#### What this task involves
Reproduce the data below with "keypoint" replaced by "marker point" everywhere it occurs, keeping all other text unchanged and leaving out the pictures.

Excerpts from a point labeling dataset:
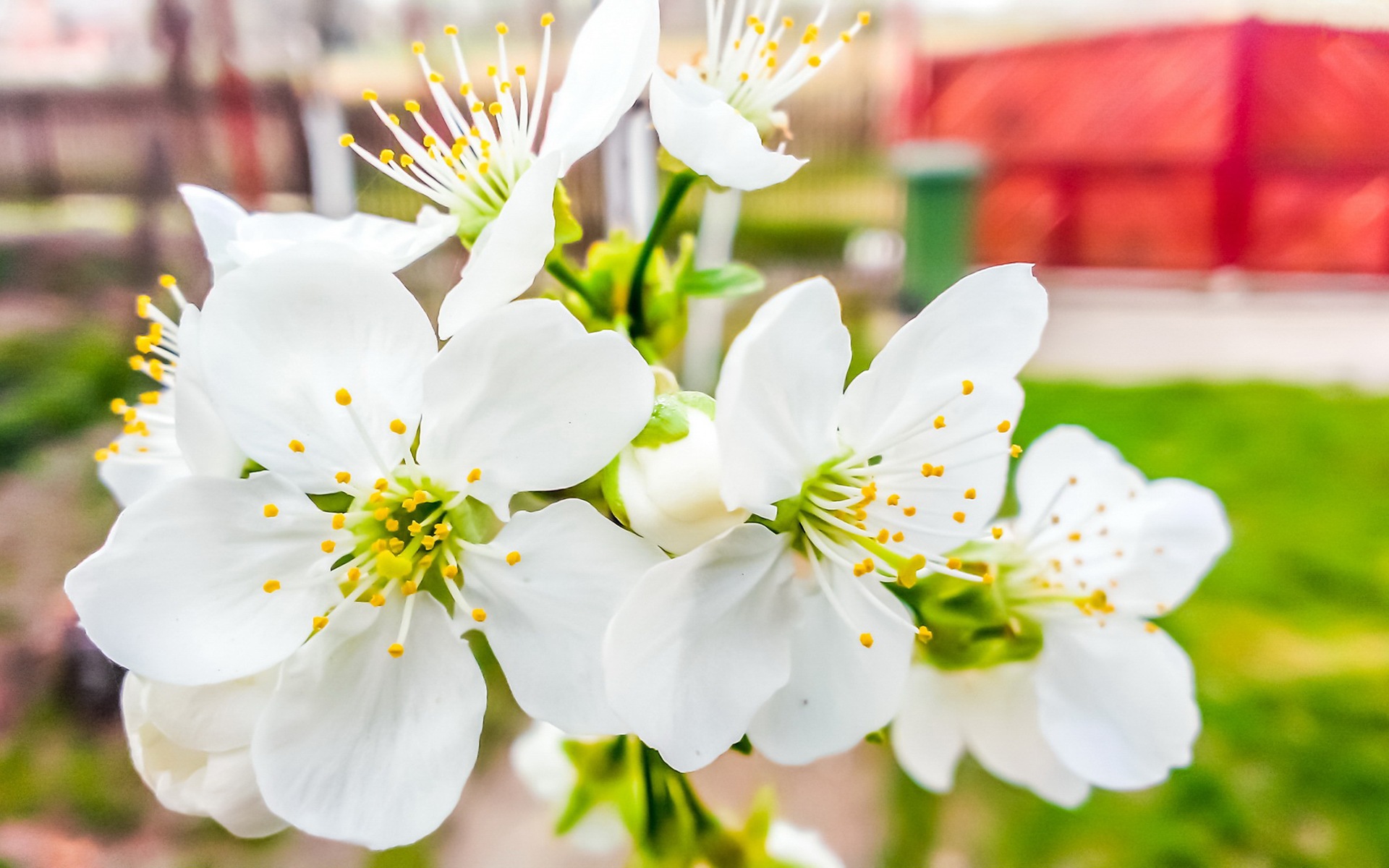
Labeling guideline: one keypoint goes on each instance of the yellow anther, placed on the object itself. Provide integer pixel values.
(391, 566)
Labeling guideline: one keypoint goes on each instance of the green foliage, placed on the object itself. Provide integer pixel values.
(53, 385)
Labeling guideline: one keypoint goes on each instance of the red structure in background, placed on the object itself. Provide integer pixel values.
(1254, 145)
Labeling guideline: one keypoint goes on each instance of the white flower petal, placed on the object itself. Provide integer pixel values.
(839, 691)
(1146, 543)
(218, 785)
(999, 712)
(702, 643)
(206, 445)
(782, 381)
(548, 613)
(510, 252)
(611, 60)
(177, 590)
(957, 504)
(210, 717)
(800, 848)
(363, 747)
(928, 733)
(217, 218)
(671, 492)
(1117, 703)
(981, 330)
(395, 243)
(700, 129)
(282, 335)
(532, 400)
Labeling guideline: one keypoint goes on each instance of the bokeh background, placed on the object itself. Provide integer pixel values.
(1205, 187)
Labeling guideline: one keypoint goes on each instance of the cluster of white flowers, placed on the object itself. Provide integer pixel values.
(320, 503)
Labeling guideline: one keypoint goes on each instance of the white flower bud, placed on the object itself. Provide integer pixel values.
(192, 749)
(670, 490)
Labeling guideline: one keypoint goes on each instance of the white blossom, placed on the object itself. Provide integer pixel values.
(1110, 700)
(782, 629)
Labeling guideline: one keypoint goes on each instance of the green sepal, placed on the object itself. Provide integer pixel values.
(567, 228)
(729, 281)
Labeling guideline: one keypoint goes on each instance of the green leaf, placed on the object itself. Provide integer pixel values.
(724, 282)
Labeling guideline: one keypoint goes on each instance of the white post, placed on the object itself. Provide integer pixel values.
(705, 339)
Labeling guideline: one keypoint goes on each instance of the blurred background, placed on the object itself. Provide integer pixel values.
(1205, 187)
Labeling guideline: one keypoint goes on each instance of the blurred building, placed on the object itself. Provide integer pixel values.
(1256, 143)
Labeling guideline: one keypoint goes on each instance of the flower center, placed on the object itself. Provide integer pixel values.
(485, 145)
(749, 64)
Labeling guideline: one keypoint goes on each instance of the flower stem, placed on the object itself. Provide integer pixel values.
(679, 185)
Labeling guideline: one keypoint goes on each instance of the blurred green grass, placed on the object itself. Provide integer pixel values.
(1289, 635)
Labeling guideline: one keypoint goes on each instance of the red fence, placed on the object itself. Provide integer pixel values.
(1254, 145)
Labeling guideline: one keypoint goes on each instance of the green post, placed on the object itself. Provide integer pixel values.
(942, 187)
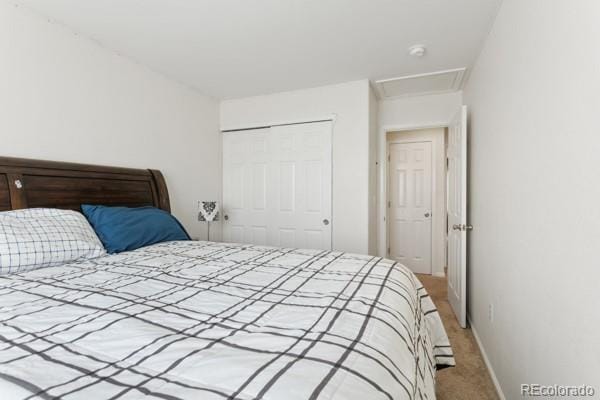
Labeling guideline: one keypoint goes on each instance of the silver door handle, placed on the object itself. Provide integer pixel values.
(462, 227)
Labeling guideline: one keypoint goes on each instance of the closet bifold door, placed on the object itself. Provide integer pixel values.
(277, 186)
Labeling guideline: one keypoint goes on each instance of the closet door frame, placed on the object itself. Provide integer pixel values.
(239, 222)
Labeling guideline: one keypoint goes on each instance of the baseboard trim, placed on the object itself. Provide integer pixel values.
(487, 361)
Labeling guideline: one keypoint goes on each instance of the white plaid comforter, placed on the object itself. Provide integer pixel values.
(199, 320)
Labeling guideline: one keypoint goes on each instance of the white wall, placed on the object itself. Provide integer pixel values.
(534, 96)
(407, 114)
(65, 98)
(373, 170)
(350, 103)
(411, 112)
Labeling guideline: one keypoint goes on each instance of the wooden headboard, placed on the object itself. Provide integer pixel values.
(28, 183)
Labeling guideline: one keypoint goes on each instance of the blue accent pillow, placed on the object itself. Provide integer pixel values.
(123, 228)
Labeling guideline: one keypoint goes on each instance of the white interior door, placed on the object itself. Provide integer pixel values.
(246, 158)
(457, 216)
(277, 186)
(410, 191)
(302, 179)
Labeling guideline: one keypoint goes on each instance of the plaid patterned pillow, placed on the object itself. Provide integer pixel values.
(44, 237)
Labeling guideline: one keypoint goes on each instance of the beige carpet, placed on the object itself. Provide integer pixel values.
(470, 379)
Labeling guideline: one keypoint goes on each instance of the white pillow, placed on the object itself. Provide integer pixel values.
(43, 237)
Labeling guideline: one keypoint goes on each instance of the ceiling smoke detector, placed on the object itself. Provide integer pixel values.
(418, 50)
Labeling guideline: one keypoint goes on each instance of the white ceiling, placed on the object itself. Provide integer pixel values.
(237, 48)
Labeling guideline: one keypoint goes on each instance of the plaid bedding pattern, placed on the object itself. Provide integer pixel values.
(200, 320)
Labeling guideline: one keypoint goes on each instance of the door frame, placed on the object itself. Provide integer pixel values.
(331, 119)
(437, 251)
(434, 202)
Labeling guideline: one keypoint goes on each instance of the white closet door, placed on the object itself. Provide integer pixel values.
(302, 178)
(410, 205)
(246, 158)
(277, 186)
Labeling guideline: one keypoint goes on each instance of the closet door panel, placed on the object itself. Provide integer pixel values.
(277, 186)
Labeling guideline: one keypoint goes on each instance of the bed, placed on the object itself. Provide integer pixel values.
(205, 320)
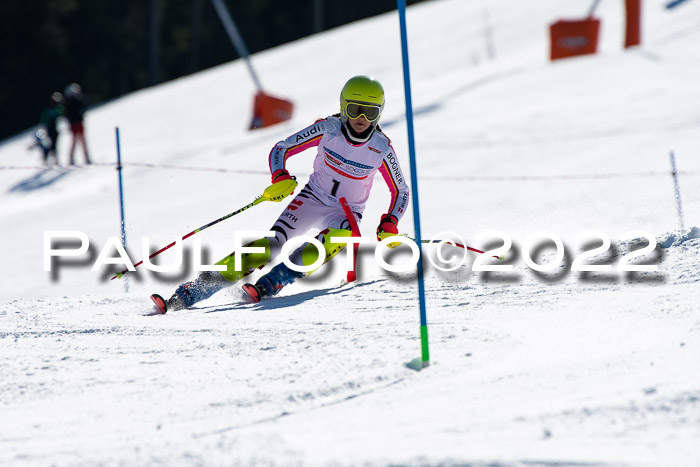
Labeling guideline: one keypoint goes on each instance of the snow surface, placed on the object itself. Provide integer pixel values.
(558, 368)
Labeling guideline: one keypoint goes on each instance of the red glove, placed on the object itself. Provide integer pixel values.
(279, 175)
(387, 227)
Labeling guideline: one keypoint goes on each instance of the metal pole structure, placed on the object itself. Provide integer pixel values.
(154, 49)
(235, 37)
(121, 199)
(677, 191)
(425, 354)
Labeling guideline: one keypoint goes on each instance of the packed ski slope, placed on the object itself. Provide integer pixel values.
(528, 368)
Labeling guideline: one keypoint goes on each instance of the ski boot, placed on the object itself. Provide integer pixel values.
(271, 283)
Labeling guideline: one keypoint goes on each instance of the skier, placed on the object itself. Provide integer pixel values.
(49, 117)
(351, 149)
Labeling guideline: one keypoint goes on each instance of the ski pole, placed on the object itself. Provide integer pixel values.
(276, 192)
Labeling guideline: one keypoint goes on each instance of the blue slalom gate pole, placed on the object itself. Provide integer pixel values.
(425, 354)
(121, 199)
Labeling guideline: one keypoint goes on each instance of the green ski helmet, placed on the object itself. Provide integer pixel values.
(362, 95)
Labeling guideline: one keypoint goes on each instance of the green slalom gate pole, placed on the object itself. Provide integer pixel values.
(424, 360)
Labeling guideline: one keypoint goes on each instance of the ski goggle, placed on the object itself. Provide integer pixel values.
(371, 112)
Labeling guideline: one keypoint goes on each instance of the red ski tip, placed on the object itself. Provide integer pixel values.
(160, 305)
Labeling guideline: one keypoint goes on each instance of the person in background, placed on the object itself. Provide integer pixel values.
(49, 117)
(74, 105)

#### Output for this task
Labeling guideline: one marker point goes on each instance of the yellow anther, placed on the object itself. Provide integer pixel values.
(391, 566)
Labeling guideline: one marker point goes on each instance of the green foliage, placed on the object itself. Provide integer pixel values.
(53, 385)
Labeling guideline: one marker point goes on each instance of the red structure in background, placed on the object itself. Provide integer pixel values.
(1254, 145)
Labeling guideline: one marker point goes on each instance of the white flower petal, placed on the object itself. Provide integer pixel values.
(839, 691)
(1146, 543)
(218, 785)
(999, 712)
(702, 643)
(206, 445)
(782, 381)
(548, 613)
(510, 252)
(611, 60)
(177, 590)
(957, 504)
(210, 717)
(800, 848)
(363, 747)
(928, 733)
(217, 218)
(671, 492)
(1117, 703)
(981, 330)
(395, 243)
(700, 129)
(282, 335)
(532, 400)
Labeling guideline: one marker point goes on each instance of the bokeh background, placed on the object itself. Provide integer pixel values.
(1205, 187)
Labeling guideline: one marker point goes on each instance of the cluster of white flowers, placed on the object itself. Provide integer pixel values.
(320, 503)
Labeling guideline: one marker point goes on each instance of the white flower bud, placed on the object itself. Provide integer pixel values.
(192, 749)
(670, 490)
Labeling guideline: one marker point goes on each instance of the white blossom, placed on the object itself. Provide integer pixel values.
(1110, 700)
(782, 629)
Labeling guideline: one marker point goes on each instance of the green sepal, placed on the object itself. Provide integer pixel values.
(567, 228)
(729, 281)
Labeling guideline: one marker point goes on each instance of the green leaf, placed on the object itself. Provide integer pixel values.
(724, 282)
Labeling guideline: one marker point goes on each instance of the white post, placed on the object itself. Provide integer pixel values.
(705, 339)
Labeling guideline: one marker point goes on each instance of the blurred background, placed on the object itself. Provide integer pixel values.
(1205, 187)
Labeling guideline: one marker point goes on each instance of the blurred building, placed on the object itself. Provide integer pixel values.
(1256, 143)
Labeling guideline: one marker point goes on each instance of the flower center, placed on the object itself. Provide integer pixel values.
(485, 145)
(749, 64)
Labeling guideline: one marker point goes on each instance of the flower stem, placed on the object itself. Provide integer pixel values.
(679, 185)
Labeling guideline: one marker point goes on each instance of the blurred green grass, placed on the object itself. Provide integer pixel values.
(1289, 635)
Labeling guideline: one marker point goes on each instance of the red fence, placed on the object itself. Provide integer pixel values.
(1254, 145)
Labeling guideline: one marker point goes on each instance of the green post, placed on the object itself. Provide integer pixel values.
(942, 187)
Labeling guideline: one marker point goes on each instance of the silver door handle, placed on the object itself. Provide integer pixel values.
(462, 227)
Labeling guideline: one marker point goes on each instance of the closet bifold door, placed on the object itself. Provide integer pixel values.
(277, 186)
Labeling guideline: one marker point goes on each instance of the closet door frame, placed on the object itself. Provide integer pixel values.
(239, 222)
Labeling guideline: one marker point goes on each instance of the baseboard trim, placed on the object itself. Provide integer pixel values.
(487, 361)
Labeling guideline: one marker point goes on each instance of the white plaid comforter, placed on the object itself. Provide integer pixel values.
(199, 320)
Labeling guideline: one marker point goes on each instance of the white wall, placed on the object itself. Provide integer pixel values.
(534, 96)
(407, 114)
(65, 98)
(373, 170)
(350, 103)
(411, 112)
Labeling guideline: one marker point goes on each instance of the wooden headboard, placed on the object itself. Provide integer pixel values.
(28, 183)
Labeling guideline: one marker point goes on each instance of the blue accent pillow, placed on the object itself. Provide integer pixel values.
(123, 228)
Labeling guideline: one marker point goes on each instance of the white interior door, placed on the object itself. Provide integer pixel values.
(246, 158)
(457, 216)
(277, 186)
(410, 191)
(302, 179)
Labeling guideline: one marker point goes on each instance of the plaid patterned pillow, placed on the object itself. Provide integer pixel values.
(44, 237)
Labeling guideline: one marker point goes on each instance of the beige carpet, placed on the object itself. Provide integer pixel values.
(470, 379)
Labeling guideline: one marker point goes on each instance of the white pillow, placed on the object itself. Provide integer pixel values.
(43, 237)
Labeling guideline: one marker point goes on each instance of the ceiling smoke detector, placed on the object itself. Provide integer pixel values.
(418, 50)
Labeling guideline: one marker point goes on each instance of the white ceiling, placed on the object itself. Provide integer pixel values.
(237, 48)
Labeling guideline: one marker point goes on each instance of the plaid bedding pattern, placed on the object itself. Provide integer pixel values.
(200, 320)
Labeling guideline: one marker point goes on each instance of the door frame, placed on the object itself. Provide integer pixel values.
(331, 119)
(437, 251)
(434, 202)
Labeling guideline: one marker point goes on each instance of the white closet door, placed on the object itself. Provide integer pixel values.
(302, 178)
(410, 205)
(246, 158)
(277, 186)
Labeling guideline: one marker point goes on each instance of the closet door panel, placed on the object itself. Provide integer pixel values.
(277, 186)
Labeling guideline: one marker point goes on each instance of the bed, placed on the object itself. Provide integer pixel values.
(205, 320)
Labeling guideline: one marker point goes on each instance of the snow surface, placed on the object itself. Provide integer pixel values.
(558, 368)
Labeling guideline: one marker point goes on each instance of the red glove, placed on the object itself. Provide integer pixel values.
(279, 175)
(387, 227)
Labeling guideline: one marker point goes on each instance of the metal pole structure, placed on the object itself. Provide integer pixel values.
(154, 49)
(235, 37)
(121, 199)
(677, 191)
(425, 354)
Labeling guideline: one marker point goes on each instance of the packed ski slope, placed on the object itself. Provide integer pixel values.
(528, 368)
Labeling guideline: one marker point goes on each instance of the ski boot, placed on the object itself. Provide integer pixel values.
(271, 283)
Labeling guideline: one marker point goes on each instance of the skier, placed on the object itself. Provide integer pixel values.
(49, 117)
(351, 149)
Labeling guideline: one marker point goes on each instance of the ski pole, placed on the object itself. Provide integer pixel values.
(276, 192)
Labeling guideline: one marker point goes on each instance of the blue slalom gate pole, placed on the object itself. Provide integer pixel values.
(425, 354)
(121, 199)
Labeling guideline: one marker point goes on each instance of the green ski helmet, placed on the object itself. Provide integer pixel values.
(362, 95)
Labeling guideline: one marker point goes on each instance of the green slalom gate pole, placed on the object itself. Provide integer pixel values.
(424, 360)
Labeling guideline: one marker point goes on each instance of the ski goggle, placed on the object itself. Provide integer pixel values.
(371, 112)
Labeling guideline: one marker point goes on each instance of the red ski tip, placed on the object itself. Provide integer pixel values.
(160, 305)
Labeling guideline: one marker point goes on each instance of the person in background, placed on the object itself. Provide integer pixel values.
(49, 117)
(74, 105)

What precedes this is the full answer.